Task to complete =>
Transcribe every entry exactly, with nothing added or left out.

Study material =>
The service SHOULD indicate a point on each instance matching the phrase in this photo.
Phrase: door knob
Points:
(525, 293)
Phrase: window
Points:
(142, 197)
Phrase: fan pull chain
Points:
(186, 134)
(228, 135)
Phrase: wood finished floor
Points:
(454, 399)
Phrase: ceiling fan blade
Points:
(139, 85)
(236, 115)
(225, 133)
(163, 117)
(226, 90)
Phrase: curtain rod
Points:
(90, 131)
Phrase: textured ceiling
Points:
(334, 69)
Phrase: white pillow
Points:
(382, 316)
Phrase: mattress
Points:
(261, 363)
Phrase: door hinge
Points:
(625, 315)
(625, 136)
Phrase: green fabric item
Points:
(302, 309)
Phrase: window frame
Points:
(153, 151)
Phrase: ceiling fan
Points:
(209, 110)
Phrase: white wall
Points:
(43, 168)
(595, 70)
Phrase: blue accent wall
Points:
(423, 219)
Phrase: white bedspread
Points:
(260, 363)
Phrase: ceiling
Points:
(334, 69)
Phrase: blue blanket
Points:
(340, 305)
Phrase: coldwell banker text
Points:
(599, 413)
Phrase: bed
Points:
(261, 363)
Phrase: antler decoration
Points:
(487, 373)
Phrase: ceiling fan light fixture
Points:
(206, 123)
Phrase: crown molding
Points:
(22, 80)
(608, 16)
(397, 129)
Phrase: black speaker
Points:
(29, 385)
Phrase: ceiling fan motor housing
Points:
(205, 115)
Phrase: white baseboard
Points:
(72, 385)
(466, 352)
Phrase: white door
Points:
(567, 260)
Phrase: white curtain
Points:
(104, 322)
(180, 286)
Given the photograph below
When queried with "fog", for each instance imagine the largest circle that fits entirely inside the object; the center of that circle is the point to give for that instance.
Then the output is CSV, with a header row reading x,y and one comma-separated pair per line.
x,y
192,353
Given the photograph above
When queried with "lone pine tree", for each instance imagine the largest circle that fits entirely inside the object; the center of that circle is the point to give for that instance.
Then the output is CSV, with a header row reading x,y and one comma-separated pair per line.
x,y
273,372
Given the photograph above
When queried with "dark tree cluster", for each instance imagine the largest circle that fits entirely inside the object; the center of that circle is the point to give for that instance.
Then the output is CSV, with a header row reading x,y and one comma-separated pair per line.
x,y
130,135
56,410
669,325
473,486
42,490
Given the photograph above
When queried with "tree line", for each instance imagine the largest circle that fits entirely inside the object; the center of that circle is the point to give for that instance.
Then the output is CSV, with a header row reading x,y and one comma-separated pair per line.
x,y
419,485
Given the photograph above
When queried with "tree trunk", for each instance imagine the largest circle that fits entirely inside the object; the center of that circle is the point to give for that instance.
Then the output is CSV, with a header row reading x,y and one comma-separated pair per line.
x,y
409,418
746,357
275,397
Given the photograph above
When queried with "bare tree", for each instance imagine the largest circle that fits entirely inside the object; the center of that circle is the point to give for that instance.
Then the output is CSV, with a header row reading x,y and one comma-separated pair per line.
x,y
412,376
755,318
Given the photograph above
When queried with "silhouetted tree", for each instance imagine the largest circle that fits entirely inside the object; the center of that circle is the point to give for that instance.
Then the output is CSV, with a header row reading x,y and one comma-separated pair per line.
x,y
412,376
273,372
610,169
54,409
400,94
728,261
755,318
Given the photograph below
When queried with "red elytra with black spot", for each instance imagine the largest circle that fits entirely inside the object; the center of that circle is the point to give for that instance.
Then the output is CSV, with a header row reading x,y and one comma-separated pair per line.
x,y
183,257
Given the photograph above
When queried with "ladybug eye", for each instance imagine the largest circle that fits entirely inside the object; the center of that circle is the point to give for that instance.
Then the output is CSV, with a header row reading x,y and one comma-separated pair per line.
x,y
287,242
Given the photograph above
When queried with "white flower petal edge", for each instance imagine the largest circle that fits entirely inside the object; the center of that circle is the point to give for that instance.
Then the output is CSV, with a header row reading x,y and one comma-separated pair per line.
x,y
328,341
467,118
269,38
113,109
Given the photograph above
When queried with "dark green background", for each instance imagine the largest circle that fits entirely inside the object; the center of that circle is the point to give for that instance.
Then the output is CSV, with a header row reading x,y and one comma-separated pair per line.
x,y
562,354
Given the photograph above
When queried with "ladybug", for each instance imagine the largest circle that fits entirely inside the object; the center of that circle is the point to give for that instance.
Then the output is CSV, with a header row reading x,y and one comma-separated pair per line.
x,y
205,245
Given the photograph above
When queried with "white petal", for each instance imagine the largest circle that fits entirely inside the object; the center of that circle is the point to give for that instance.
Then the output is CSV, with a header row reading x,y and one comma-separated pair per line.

Expected answer =>
The service SHOULD indicate a point on each instance matching the phrase in this photo.
Phrase: door knob
Points:
(525, 293)
Phrase: window
Points:
(142, 197)
Phrase: fan pull chain
Points:
(186, 134)
(228, 135)
Phrase: wood finished floor
Points:
(454, 399)
Phrase: ceiling fan blade
Points:
(139, 85)
(236, 115)
(225, 133)
(163, 117)
(226, 90)
Phrase: curtain rod
Points:
(90, 131)
Phrase: textured ceiling
Points:
(334, 69)
Phrase: white pillow
Points:
(382, 316)
Phrase: mattress
Points:
(261, 363)
Phrase: door hinge
Points:
(625, 315)
(625, 136)
Phrase: green fabric item
Points:
(302, 309)
Phrase: window frame
Points:
(153, 151)
Phrase: ceiling fan
Points:
(209, 110)
Phrase: white wall
Points:
(43, 168)
(595, 70)
Phrase: blue accent wall
Points:
(423, 219)
Phrase: white bedspread
Points:
(260, 363)
Phrase: ceiling
Points:
(334, 69)
Phrase: blue blanket
Points:
(340, 305)
Phrase: coldwell banker text
Points:
(599, 413)
Phrase: bed
Points:
(261, 363)
Phrase: antler decoration
Points:
(487, 373)
Phrase: ceiling fan light fixture
Points:
(206, 123)
Phrase: crown molding
Points:
(22, 80)
(608, 16)
(397, 129)
Phrase: black speaker
Points:
(29, 385)
Phrase: ceiling fan motor housing
Points:
(205, 115)
Phrase: white baseboard
Points:
(72, 385)
(466, 352)
Phrase: white door
Points:
(567, 260)
Phrase: white curtain
Points:
(104, 322)
(180, 286)
Given the photograph below
When queried with "fog", for each instance imagine the largest circle that fits entirely inside the object; the center of that circle is the point to give for that instance.
Then the output is CSV, with a header row reading x,y and one comma-separated pair per line.
x,y
192,353
Given the photograph above
When queried with "lone pine tree", for each instance imagine the largest circle that fits entirely inside the object; the center of that circle is the point to give for that instance.
Then the output is CSV, with a header row reading x,y and one comma-separated pair per line.
x,y
273,372
Given the photograph above
When queried with "dark tree cluster", for each instance imagine the largest circle that fits entirely inside the object; the center of that circle is the point to give for that instance.
Then the output is CSV, with a header row reading x,y and one comma-separated pair per line.
x,y
130,135
56,410
669,325
473,486
42,490
Given the photograph above
When queried with "tree line", for each instance imagine the largest circle that fits entirely inside the object; the center of that circle is the point to give for that instance.
Then the output is CSV, with a header row reading x,y and one comma-separated pair per line.
x,y
419,485
Given the photograph above
When queried with "tree trunk", for each instance imagine the largest circle that fits entirely inside the object; the center of that circle is the point to give for that instance.
Then the output is CSV, with a header row reading x,y and one comma-separated pair per line.
x,y
409,418
746,357
275,397
Given the photograph above
When queried with "bare tree", for each instance imagine the largest circle that fits entirely inside the object; the center of that circle is the point to give for that instance.
Then the output is CSV, with a header row reading x,y and one comma-separated pair per line.
x,y
412,376
755,318
Given the photograph above
When queried with "silhouetted tree", for each instance imagine the largest circle that fits entirely inside the object; the center of that circle is the point to give for that instance.
Then the output is CSV, with a header row reading x,y and one comma-separated pair per line.
x,y
412,376
273,372
610,169
54,409
400,94
728,261
755,318
Given the photograph below
When queried with "red elytra with black spot", for each instance imagine the largest circle that fits entirely inside the object; the center of that circle is the point to give for that instance.
Then the output is CSV, with a header row reading x,y and one comma-separated pair per line.
x,y
183,257
Given the photograph above
When queried with "ladybug eye", for each instance imagine the largest circle that fits entirely inside the object; the center of that circle is the point to give for that instance.
Then the output is CSV, with a header row reading x,y and one comma-separated pair per line.
x,y
287,242
Given the photograph above
When queried with "white flower petal edge", for each instance imagine the largest circle that fits entirely inside the object; the center of that circle is the point to give for that instance.
Then the output is CSV, with a header row reading x,y and one comma-separated pair per line.
x,y
328,341
467,118
269,38
113,109
Given the photograph above
When queried with "dark green background", for each instance imagine the largest circle that fits entirely inside the object; the center of that circle is the point to give for that instance.
Then the output is CSV, with a header row reading x,y and one comma-separated pair per line.
x,y
562,354
Given the photograph above
When queried with "ladybug", for each instance imagine the largest circle that fits entirely inside the object; the center of that circle is the point to give for that instance.
Then the output is CSV, with a header row reading x,y and one comma-separated pair per line.
x,y
205,245
Given the photograph above
When queried with "white petal", for each instance imagine the largest circle that fits entirely inside the object; the center of that circle is the point to give for that instance.
Then the output is CSV, with a header row reading x,y and one comma-separated pair per line.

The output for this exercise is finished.